> LESETEXT:
<<<<

# Was kostet ca. ein 9 Jahre alter Stör



## koilady (20. Dez. 2017)

Habe meinen 9 Jahre alten Stör durch Vandalen  in meinen Teich verloren. Kann noch nicht wirklich über den Verlust sprechen, aber jetzt haben sie die Täter gefaßt und ich muß bei Gericht angeben was der Stör wert war. Die Täter haben alles was sie gefunden haben in den Teich geworfen, vom Rasenmäher angefangen bis zu den einzelnen Teilen von der Gartenhütte, z. B. die Tür und die Fenster herausgerissen und in den Teich geworfen usw. Die 9 Jahre alten Koi haben diesen Vandalenakt überlebt, aber für den Stör war das tödlich.
Der Polizist hat gemeint, ich muß schon einen realen Wert angeben den der seelische Wert zählt ja bei Gericht nicht. Die Täter waren alles Jugendliche.........
Bitte kann mir da jemand helfen ?


----------



## samorai (20. Dez. 2017)

Hallo!
Eventuell mal einen Händler konsultieren.
......irgendwo wo du gerne Fische gekauft hast, die haben mehr Ahnung von Art + Alter = Wert.


----------



## Tottoabs (20. Dez. 2017)

Wie groß war der den ?
Denke mit der Größenangabe kann man ggf. sich im Handel ein Angebot besorgen.
GGf. bei den Fischhändlern nach einem Angebot fragen.


----------



## Zacky (20. Dez. 2017)

...ungefähre Größe, bei 9 Jahren wird ja auch schon nicht unerheblich sein.


----------



## koilady (20. Dez. 2017)

Kann leider das Bild nicht hochladen. Er war ca. 1 Meter lang


----------



## samorai (20. Dez. 2017)

Ich glaube nicht das die Größe allein ein Faktor ist.
Man kann bei Fischer, die __ Störe zum verzehr anbieten, ein unheimliches Schnäppchen machen. Bei solch einem Kauf wird er nach Gewicht berechnet.
Für einen 60 cm langen sibirischen Stör hatte ich damals gerade mal 25€ bezahlt.

Mir fällt noch der Herr Konischke ein, der ist Sachverständiger bzw Gutachter in Sachen Teiche.
Er ist im Netz zu finden ua. macht er auch Koi Block's.
Vielleicht ist ein solcher Kontakt angebracht in Deinem Fall.


----------



## Knoblauchkröte (21. Dez. 2017)

HI,

erst mal sollte man auch wissen was für eine Störart es überhaupt war dei den Vandalen zum Opfer fiel

Acipenser ruthenus - __ Sterlet
Acipenser baeri - sibirischer Stör
Acipenser gueldenstaedti - russischer Stör/Waxdick

sind die "Standartarten" aus dem Handel da die als __ Speisefische in Massen vermehrt werden (die sind folglich recht "preiswert" zu bekommen) während andere Arten wie

Acipenser sturio - Stör
Acipenser stellatus - Sternhausen
Acipenser naccari - Adriastör
Acipenser nudiventris - Glattdick
Acipenser medirostris - grüner Stör
Acipenser transmontanus - weißer Stör
Acipenser oxyrhynchos - atlantischer Stör
Huso huso - Hausen

selten/sehr selten anzutreffend sind (und demendsprechend kostspielig sind)

>>>>

> BEREITGESTELLTE DATEN:
<<<<

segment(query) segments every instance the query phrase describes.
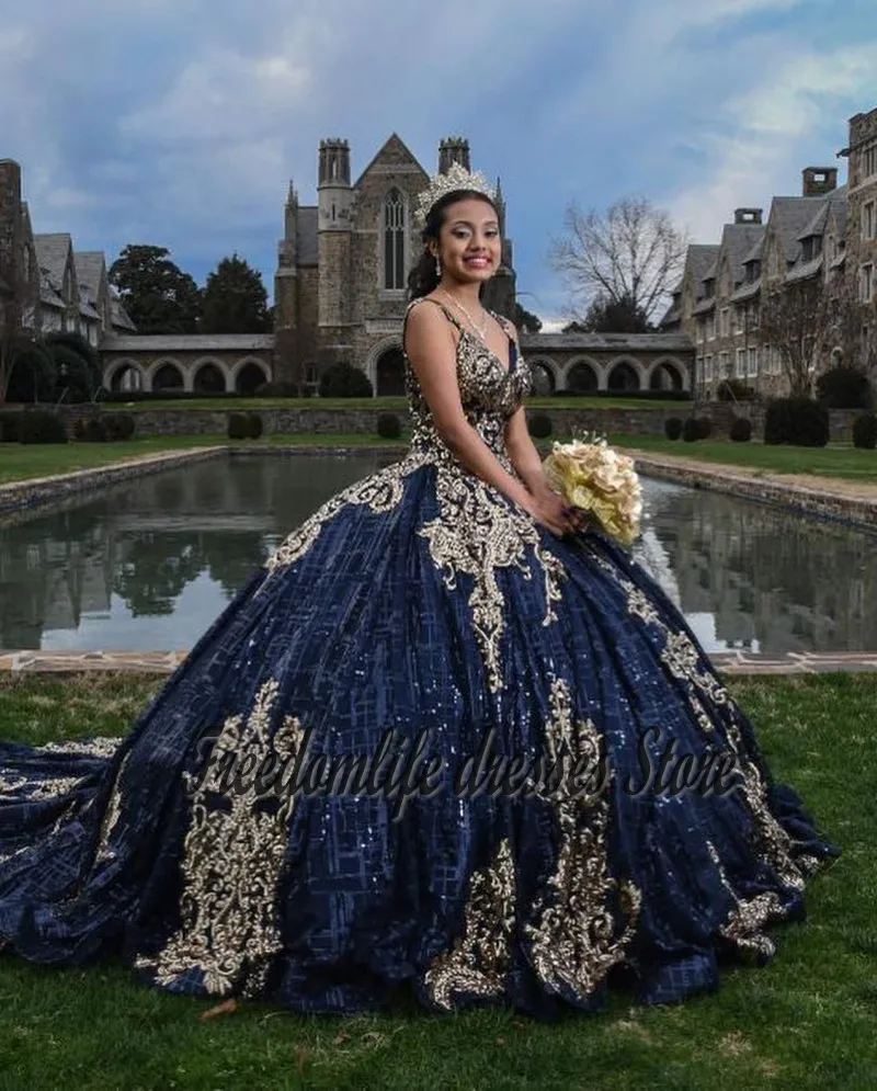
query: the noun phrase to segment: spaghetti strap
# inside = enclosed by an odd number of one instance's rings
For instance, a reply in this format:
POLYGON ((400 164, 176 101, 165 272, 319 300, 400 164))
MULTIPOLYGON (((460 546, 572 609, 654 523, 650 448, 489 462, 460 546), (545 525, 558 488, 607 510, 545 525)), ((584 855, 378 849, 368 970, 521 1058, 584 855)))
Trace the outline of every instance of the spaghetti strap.
POLYGON ((414 299, 413 303, 409 306, 408 308, 409 311, 411 310, 411 307, 413 307, 418 303, 432 303, 435 304, 436 307, 441 307, 445 314, 445 318, 451 322, 451 325, 456 326, 460 333, 465 332, 459 320, 455 318, 454 315, 447 309, 447 307, 445 307, 445 305, 441 303, 438 299, 429 299, 426 296, 421 296, 420 299, 414 299))
POLYGON ((440 303, 437 299, 428 299, 425 296, 420 296, 420 298, 412 299, 411 303, 409 303, 408 307, 406 307, 405 318, 402 319, 402 354, 406 357, 408 357, 408 353, 406 352, 405 348, 405 333, 406 330, 408 329, 408 316, 411 314, 414 307, 417 307, 417 305, 420 303, 434 303, 436 307, 441 307, 442 310, 445 312, 445 318, 452 323, 452 326, 456 326, 460 334, 464 333, 464 329, 460 326, 460 323, 456 320, 456 318, 454 318, 454 316, 451 314, 451 311, 447 309, 447 307, 445 307, 443 303, 440 303))

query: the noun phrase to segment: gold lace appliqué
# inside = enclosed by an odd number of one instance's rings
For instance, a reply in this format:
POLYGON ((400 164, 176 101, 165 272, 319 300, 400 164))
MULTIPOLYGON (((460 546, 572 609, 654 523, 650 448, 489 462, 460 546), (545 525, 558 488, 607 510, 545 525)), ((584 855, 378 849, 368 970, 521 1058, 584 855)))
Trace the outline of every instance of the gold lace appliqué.
MULTIPOLYGON (((581 762, 582 768, 596 770, 600 734, 590 719, 573 721, 569 686, 561 679, 553 681, 549 701, 551 716, 545 728, 549 759, 557 761, 566 751, 573 768, 581 762)), ((608 874, 607 785, 577 797, 561 783, 559 792, 547 798, 557 814, 560 850, 555 873, 534 906, 535 923, 527 924, 524 934, 532 941, 533 965, 545 986, 588 997, 613 966, 624 962, 642 895, 633 883, 619 884, 608 874), (620 929, 613 900, 626 918, 620 929)))
MULTIPOLYGON (((297 718, 287 716, 269 737, 276 691, 275 680, 265 682, 249 719, 229 717, 215 746, 239 760, 252 755, 254 769, 270 755, 294 761, 304 738, 297 718)), ((141 955, 135 965, 155 969, 162 985, 194 970, 212 993, 254 996, 281 950, 276 890, 295 796, 266 809, 274 800, 260 800, 257 785, 240 791, 226 780, 223 763, 214 762, 194 794, 181 864, 182 923, 158 955, 141 955)))
POLYGON ((456 993, 501 999, 511 967, 515 882, 509 839, 492 862, 471 877, 463 936, 438 955, 424 975, 426 992, 449 1011, 456 993))

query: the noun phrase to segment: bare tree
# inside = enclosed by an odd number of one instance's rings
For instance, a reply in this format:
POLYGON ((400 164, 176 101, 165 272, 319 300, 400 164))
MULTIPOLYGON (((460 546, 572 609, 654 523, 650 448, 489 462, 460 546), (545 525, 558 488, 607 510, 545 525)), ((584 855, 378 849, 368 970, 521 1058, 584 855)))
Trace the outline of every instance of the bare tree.
POLYGON ((832 300, 819 277, 791 281, 762 295, 761 336, 779 353, 794 398, 809 397, 820 360, 834 344, 832 300))
POLYGON ((0 271, 0 406, 5 404, 15 355, 33 340, 39 305, 39 269, 25 217, 16 217, 9 260, 0 271))
POLYGON ((658 317, 682 274, 688 247, 669 213, 638 196, 622 197, 603 214, 583 213, 573 202, 563 226, 548 260, 573 297, 577 321, 584 321, 597 297, 648 319, 658 317))

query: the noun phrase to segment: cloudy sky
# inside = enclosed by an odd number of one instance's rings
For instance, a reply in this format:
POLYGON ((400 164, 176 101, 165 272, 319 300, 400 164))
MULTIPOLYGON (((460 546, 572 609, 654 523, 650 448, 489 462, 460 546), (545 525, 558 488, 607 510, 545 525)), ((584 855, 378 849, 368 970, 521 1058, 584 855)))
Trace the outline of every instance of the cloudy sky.
POLYGON ((641 193, 715 241, 874 106, 874 0, 0 0, 0 157, 34 229, 167 246, 200 283, 237 251, 271 291, 321 137, 355 177, 394 130, 431 172, 459 134, 502 177, 521 302, 558 318, 571 200, 641 193))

>>>>

> AUFGABEN:
[A] Beantworte diese Fragen zum Lesetext:
(i) Wie lang war der Stör laut koilady ungefähr?
(ii) Wie viel hat samorai für einen 60 cm langen sibirischen Stör bezahlt?
(iii) Welcher deutsche Name steht im Lesetext bei „Huso huso“?
[B] Gib aus dem Lesetext alles von „Für einen 60“ bis hinunter zu „in Deinem Fall.“ wortgetreu wieder.
Stütze dich ausschließlich auf den Lesetext.

> LÖSUNGEN:
[A]
(i) Ca. 1 Meter.
(ii) 25 €.
(iii) Hausen.

[B]
Für einen 60 cm langen sibirischen Stör hatte ich damals gerade mal 25€ bezahlt.

Mir fällt noch der Herr Konischke ein, der ist Sachverständiger bzw Gutachter in Sachen Teiche.
Er ist im Netz zu finden ua. macht er auch Koi Block's.
Vielleicht ist ein solcher Kontakt angebracht in Deinem Fall.